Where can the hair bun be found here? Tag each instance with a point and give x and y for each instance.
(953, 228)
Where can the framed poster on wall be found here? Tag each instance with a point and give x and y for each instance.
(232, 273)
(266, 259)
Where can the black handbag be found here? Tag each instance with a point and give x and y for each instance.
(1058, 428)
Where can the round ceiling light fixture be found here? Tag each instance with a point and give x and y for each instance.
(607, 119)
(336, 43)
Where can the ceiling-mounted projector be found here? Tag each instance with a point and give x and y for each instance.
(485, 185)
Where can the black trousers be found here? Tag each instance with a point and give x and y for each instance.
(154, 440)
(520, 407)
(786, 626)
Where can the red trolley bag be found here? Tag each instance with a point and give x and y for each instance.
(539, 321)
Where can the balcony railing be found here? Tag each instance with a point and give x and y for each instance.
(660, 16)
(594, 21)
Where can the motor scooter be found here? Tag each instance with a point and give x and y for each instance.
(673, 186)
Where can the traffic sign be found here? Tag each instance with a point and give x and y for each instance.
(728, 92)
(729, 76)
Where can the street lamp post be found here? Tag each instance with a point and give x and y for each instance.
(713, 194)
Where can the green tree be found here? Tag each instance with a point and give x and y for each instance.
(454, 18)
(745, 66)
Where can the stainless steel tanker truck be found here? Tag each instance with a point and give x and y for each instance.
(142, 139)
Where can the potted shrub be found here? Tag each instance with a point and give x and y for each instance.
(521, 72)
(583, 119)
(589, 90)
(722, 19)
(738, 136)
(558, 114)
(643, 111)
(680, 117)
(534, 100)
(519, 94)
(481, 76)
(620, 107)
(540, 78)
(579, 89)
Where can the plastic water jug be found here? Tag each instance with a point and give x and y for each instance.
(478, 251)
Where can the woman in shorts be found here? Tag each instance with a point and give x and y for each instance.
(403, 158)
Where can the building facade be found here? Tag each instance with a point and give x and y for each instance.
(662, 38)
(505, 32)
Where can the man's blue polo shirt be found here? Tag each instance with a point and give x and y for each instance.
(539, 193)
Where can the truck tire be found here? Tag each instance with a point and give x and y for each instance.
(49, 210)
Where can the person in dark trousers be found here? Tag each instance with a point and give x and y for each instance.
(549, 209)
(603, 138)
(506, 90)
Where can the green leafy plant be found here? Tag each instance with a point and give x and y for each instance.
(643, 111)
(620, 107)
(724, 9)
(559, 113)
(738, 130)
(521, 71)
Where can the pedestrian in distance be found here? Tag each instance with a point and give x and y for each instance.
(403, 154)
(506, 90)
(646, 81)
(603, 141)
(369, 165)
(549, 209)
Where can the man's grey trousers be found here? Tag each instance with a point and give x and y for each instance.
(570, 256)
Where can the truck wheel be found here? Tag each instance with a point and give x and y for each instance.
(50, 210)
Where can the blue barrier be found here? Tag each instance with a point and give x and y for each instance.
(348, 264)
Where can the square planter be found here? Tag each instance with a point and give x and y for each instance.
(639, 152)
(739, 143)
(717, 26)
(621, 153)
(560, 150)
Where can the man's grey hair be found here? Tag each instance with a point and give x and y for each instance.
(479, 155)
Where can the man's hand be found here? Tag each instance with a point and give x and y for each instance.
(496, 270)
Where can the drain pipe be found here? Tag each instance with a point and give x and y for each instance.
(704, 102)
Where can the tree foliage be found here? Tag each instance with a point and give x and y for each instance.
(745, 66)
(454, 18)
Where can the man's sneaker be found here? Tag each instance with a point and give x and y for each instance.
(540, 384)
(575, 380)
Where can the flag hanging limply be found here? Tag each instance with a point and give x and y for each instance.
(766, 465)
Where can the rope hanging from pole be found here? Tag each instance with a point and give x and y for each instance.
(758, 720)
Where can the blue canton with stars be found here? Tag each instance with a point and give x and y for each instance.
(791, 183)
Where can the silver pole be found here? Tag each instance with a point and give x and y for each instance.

> What to produce
The records above are to be copied out exactly, line for line.

> Response to this exercise
Where can the hair bun be found here? Tag each instance with a point and give x and y for each instance.
(953, 228)
Where can the framed poster on wall be found here? Tag each instance with a point and give x and y for each instance.
(232, 273)
(266, 259)
Where can the black handbag be found here? Tag each instance with a point and give x and y for each instance.
(1058, 428)
Where can the round ceiling light fixture be found here? Tag each instance with a point and give x and y for each instance.
(607, 119)
(336, 43)
Where can the ceiling-mounted projector be found here? Tag each instance with a point and give x and y for each instance.
(485, 185)
Where can the black trousers be found here? Tag each instance with a point and give x and y for each instance.
(154, 440)
(520, 407)
(786, 626)
Where can the red trolley bag be found here? Tag each instance with a point and give x and y for each instance.
(539, 321)
Where can the balcony railing be found here? Tag each instance with a point and give x and y for each instance.
(660, 16)
(594, 21)
Where can the motor scooter be found here? Tag each instance with a point and give x and y for each instance.
(673, 186)
Where can the traffic sign be found here? Tag each instance with a point and give x and y for each instance.
(728, 92)
(729, 76)
Where can the street lamp post be found here? Tag each instance with a point and give x and y for each instance.
(713, 194)
Where can the green tree be found here? Tag each instance with a point and give x and y for each instance.
(454, 18)
(745, 66)
Where can the stainless steel tanker truck be found here? Tag each instance with a point and give x and y for each instance.
(142, 139)
Where can the potted shrub be found here? Tag each instance with a point and give x and y for each instance.
(521, 72)
(583, 119)
(589, 90)
(722, 19)
(738, 136)
(558, 114)
(643, 111)
(680, 117)
(534, 100)
(519, 94)
(481, 76)
(620, 107)
(540, 78)
(579, 89)
Where can the plastic water jug be found here? Tag each instance with a point and give x and y for each instance.
(478, 251)
Where can the woman in shorts be found here? Tag each instance with a point and give x and y for each instance.
(403, 158)
Where can the building facade be found here? Tag each instance with a point and give x and y for each instance.
(662, 38)
(505, 32)
Where can the man's blue polo shirt be found here? Tag each instance with a point and give x and y for each instance.
(539, 193)
Where can the truck tire be found here? Tag each instance with a point and give x and y for each instance.
(49, 210)
Where can the person in dark trousers be found here? Tag each instance with a point and give x and y for each instance.
(549, 209)
(603, 138)
(506, 90)
Where can the green leafy plant be found here? Tag each instance with a point and give x and y for each instance.
(643, 111)
(620, 107)
(724, 9)
(559, 113)
(738, 130)
(521, 71)
Where can the pedestrian in distance be found here? Tag each instance with a point and give x and y for each instance.
(403, 154)
(506, 90)
(646, 81)
(603, 141)
(369, 165)
(549, 209)
Where can the man's grey trousers be found here? Tag each instance with a point and give x and y for each instance.
(570, 256)
Where can the truck wheel be found here? Tag each instance with a point and give x and y for each instance.
(50, 210)
Where can the blue barrier be found here? Tag each instance with a point and give x and y for each instance.
(348, 264)
Where can the square planter be found here? Tag each instance with a point and give x and y for each instance.
(639, 152)
(739, 143)
(717, 26)
(621, 153)
(560, 150)
Where can the man's grey hair be found here? Tag each instance with a point and give x and y for each instance.
(479, 155)
Where can the man's hand be found here? Tag each instance with a point and give x and y for each instance.
(496, 270)
Where can the drain pipe be found here? Tag each instance with a point and give x and y for each instance.
(704, 102)
Where can the tree foliage be found here? Tag each instance with a point and give x and y for each instance.
(745, 66)
(454, 18)
Where can the man's sneaker be found here? Tag each instance with a point and give x and y for each instance.
(540, 384)
(575, 380)
Where can the flag hanging limply be found here? Tag each instance with a point and give x and y for each instance.
(766, 465)
Where can the rope hanging from pole be found here? Tag each instance with a point and give x and y for each instance.
(758, 720)
Where can the blue canton with stars be found here? Tag each instance with a point and give x and y for each instance.
(791, 183)
Where can the silver pole be found here? Tag each instance with a point and give x and y for each instance.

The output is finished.